→ **REQUIRED TASK**
Switch every "visual recognition agent" in the entries below to "object detection agent", keeping everything else the same.

→ **INPUT ROWS**

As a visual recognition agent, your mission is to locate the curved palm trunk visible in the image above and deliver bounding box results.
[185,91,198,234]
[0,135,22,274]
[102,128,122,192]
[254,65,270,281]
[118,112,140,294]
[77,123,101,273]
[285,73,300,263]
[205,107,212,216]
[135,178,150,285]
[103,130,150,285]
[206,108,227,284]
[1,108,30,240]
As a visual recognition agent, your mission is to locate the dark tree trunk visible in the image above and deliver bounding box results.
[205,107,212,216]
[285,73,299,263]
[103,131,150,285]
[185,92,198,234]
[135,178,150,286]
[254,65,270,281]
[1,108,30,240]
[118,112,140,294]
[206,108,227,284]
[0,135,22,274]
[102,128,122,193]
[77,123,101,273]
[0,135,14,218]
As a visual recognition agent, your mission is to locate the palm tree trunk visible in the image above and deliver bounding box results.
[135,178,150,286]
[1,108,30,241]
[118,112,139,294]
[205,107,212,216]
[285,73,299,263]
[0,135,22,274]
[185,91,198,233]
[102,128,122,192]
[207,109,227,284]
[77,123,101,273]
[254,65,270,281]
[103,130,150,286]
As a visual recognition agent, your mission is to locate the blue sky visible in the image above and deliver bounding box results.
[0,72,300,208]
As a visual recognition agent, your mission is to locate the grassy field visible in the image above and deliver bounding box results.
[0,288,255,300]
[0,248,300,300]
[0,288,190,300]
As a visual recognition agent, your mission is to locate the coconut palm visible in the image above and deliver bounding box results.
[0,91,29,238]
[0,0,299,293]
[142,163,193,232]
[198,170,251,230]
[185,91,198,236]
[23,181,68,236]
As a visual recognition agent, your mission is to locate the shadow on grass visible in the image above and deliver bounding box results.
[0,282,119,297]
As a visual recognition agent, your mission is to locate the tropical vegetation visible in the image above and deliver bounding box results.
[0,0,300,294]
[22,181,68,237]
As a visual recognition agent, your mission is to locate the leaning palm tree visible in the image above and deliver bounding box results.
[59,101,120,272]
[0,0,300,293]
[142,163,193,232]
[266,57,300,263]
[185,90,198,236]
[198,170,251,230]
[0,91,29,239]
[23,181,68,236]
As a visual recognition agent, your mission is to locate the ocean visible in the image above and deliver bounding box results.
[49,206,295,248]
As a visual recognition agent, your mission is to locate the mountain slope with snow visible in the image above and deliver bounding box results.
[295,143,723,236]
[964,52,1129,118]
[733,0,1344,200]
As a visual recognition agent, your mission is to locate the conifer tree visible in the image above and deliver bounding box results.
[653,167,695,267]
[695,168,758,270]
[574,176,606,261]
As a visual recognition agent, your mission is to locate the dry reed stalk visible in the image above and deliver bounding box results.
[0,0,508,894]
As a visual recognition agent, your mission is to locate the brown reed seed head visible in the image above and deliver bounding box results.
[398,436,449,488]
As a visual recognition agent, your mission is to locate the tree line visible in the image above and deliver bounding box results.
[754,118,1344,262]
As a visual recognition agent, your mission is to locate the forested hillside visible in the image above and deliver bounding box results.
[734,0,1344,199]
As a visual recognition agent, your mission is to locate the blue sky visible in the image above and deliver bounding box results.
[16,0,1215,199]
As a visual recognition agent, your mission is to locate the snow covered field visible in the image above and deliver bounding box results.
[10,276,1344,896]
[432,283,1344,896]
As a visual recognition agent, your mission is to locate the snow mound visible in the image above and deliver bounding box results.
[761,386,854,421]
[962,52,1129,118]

→ **RIGHT ANSWER**
As a object detection agent, your mission is to locate the curved palm trunk visible in the image above and deliver bounding box results.
[185,91,198,234]
[0,135,22,274]
[102,128,122,192]
[254,65,270,281]
[118,112,140,294]
[77,123,101,273]
[285,73,300,263]
[205,107,212,216]
[135,178,150,285]
[103,130,150,285]
[206,108,227,284]
[1,108,30,240]
As a object detection agent, your mission is to locate the dark tree trunk visible in the image above and deliver bounding box results.
[205,107,212,216]
[285,73,299,263]
[103,131,150,285]
[185,92,198,234]
[135,178,150,286]
[254,65,270,281]
[1,108,30,240]
[118,112,140,294]
[206,108,227,284]
[0,135,22,274]
[102,128,122,193]
[77,123,101,273]
[0,135,14,218]
As a object detection agent, your mission is to locate the palm tree trunk visible in the image above and deliver bounding box results.
[135,178,150,286]
[1,108,30,241]
[118,112,139,294]
[205,107,212,216]
[285,73,299,263]
[0,135,22,274]
[185,91,198,233]
[102,128,122,192]
[207,109,227,284]
[77,123,101,273]
[254,65,270,281]
[103,130,150,286]
As a object detection agent, your mission is to locate the blue sky visible in the image above and deliver bounding box results.
[0,72,300,208]
As a object detection agent, your mission is to locate the grassy field visible in the image above and deliver bounding box results.
[0,288,255,300]
[0,248,300,300]
[0,288,190,300]
As a object detection agent, your mission is to locate the coconut palm visible in the image above and deliver bounding box results.
[0,91,29,238]
[0,0,299,293]
[142,163,193,232]
[198,170,251,230]
[185,91,198,236]
[23,181,68,236]
As a object detection agent, your mission is to locate the shadow on grass visible in the image above and deliver bounding box results.
[0,282,119,297]
As a object detection agent, your mission is to locate the tropical vegetation visible in the image above and deliver bounding box results.
[0,0,300,294]
[22,181,68,237]
As a object detection agent, your mission is to locate the leaning palm tree visible in the image above and deliver bounding box results.
[59,101,120,272]
[0,0,300,293]
[142,163,193,232]
[266,57,300,263]
[185,90,198,236]
[198,170,251,230]
[0,91,29,239]
[23,181,68,236]
As a object detection agent, your mission is to locate the ocean visible in the image above and deliver bounding box results.
[49,206,295,248]
As a object detection agent, your mission is to locate the mountain slope with snow visible in the image above and deliver bounding box results.
[295,143,723,236]
[964,52,1129,118]
[733,0,1344,200]
As a object detection agent, your mission is to locate the conifer tree visible in the image above and deliver bounding box results.
[653,167,695,267]
[695,168,758,270]
[574,176,606,261]
As a object detection agent, your mission is to locate the dry reed stalk visible in the image above and deliver bounding box results.
[0,0,508,894]
As a object detection agent, your mission is to locate the brown reed seed head visible in the image above and deliver bounding box results.
[398,436,449,488]
As a object detection agent, your mission is to locate the tree line visible in the image above and deliver bounding box results.
[754,118,1344,262]
As a object detection agent, your mission is to locate the forested hillside visible in the image above and deliver bounding box results.
[734,0,1344,199]
As a object detection agent, your mission is to locate the blue sky visible in the image above and deliver bounding box results.
[16,0,1215,199]
As a object detection agent, your mission is to locate the snow covered field visible in the image above and deliver bounding box results.
[10,276,1344,896]
[432,283,1344,896]
As a object detection agent, your mission is to locate the snow mound visible in the image above and deliver bounding box results.
[761,386,854,421]
[962,52,1129,118]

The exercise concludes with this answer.